== Excerpted data ==
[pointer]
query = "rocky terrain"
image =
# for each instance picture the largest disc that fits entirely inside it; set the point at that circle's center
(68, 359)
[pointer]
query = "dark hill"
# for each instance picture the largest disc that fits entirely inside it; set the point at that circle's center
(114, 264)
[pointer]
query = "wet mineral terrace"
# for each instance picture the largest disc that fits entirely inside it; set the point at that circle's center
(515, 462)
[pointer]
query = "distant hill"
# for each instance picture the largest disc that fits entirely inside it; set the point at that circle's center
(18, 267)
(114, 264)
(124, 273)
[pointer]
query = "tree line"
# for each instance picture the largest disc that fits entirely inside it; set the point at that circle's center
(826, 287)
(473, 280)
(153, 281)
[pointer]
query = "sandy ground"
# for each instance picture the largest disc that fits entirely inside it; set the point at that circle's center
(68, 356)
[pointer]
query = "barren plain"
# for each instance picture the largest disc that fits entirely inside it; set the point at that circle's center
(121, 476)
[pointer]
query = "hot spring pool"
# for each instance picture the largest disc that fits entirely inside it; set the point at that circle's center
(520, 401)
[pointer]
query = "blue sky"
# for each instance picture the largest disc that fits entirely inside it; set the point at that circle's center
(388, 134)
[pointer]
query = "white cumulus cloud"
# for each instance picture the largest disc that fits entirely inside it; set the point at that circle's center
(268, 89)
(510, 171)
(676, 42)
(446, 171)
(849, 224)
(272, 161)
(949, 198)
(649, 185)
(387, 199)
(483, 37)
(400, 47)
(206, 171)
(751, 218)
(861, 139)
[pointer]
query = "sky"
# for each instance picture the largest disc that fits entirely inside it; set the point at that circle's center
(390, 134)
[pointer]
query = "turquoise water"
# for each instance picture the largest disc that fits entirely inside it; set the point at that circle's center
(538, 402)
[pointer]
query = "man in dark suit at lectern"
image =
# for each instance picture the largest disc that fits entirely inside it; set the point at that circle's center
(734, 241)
===
Directions:
Retype the whole listing, matching it exactly.

Task result:
[pointer]
query = "rocky terrain"
image =
# for each instance picture the largest disc that fits entirely inside it; set the point at that circle's center
(68, 359)
[pointer]
query = "dark hill"
# for each instance picture the largest disc that fits entirely inside it; set the point at that circle's center
(114, 264)
[pointer]
query = "wet mineral terrace"
# for each instance picture the largest disc that fits entirely inside it; set the point at that circle's center
(515, 462)
[pointer]
query = "distant hill"
# for each instance picture the largest disc that fits entirely inside it; set the point at that circle's center
(18, 267)
(114, 264)
(124, 273)
[pointer]
query = "tree line"
# for each instance picture the largest disc that fits entirely inside it; set the point at that circle's center
(826, 287)
(473, 280)
(153, 281)
[pointer]
query = "sandy ground"
# for each instance picture the largest disc that fits entirely inside it; set the point at that circle's center
(68, 356)
[pointer]
query = "barren plain"
# for each instance picture the largest disc that fits entirely inside it; set the point at that circle's center
(121, 476)
[pointer]
query = "hot spring pool"
# for each instance picture the largest disc that fits entirely inside it; set the point at that circle's center
(520, 401)
[pointer]
query = "blue sky"
# for each instance picture the largest disc that fits entirely inside it; set the point at that circle's center
(388, 134)
[pointer]
query = "white cumulus cloud"
# for each instance picture the largest disc that fits entirely inside it; set the point at that circle's center
(268, 89)
(510, 171)
(676, 42)
(446, 171)
(849, 224)
(272, 161)
(949, 198)
(649, 185)
(387, 199)
(483, 37)
(400, 47)
(206, 171)
(751, 218)
(861, 139)
[pointer]
query = "sky"
# for each instance picture the largest disc that fits entirely inside it; set the point at that circle's center
(390, 134)
[pointer]
query = "turquoise water"
# for each instance picture the largest disc that fits entirely inside it; set the point at that circle's center
(538, 402)
[pointer]
query = "man in dark suit at lectern"
image =
# for each instance picture the largest disc that fits entirely inside it; set the point at that circle's center
(734, 241)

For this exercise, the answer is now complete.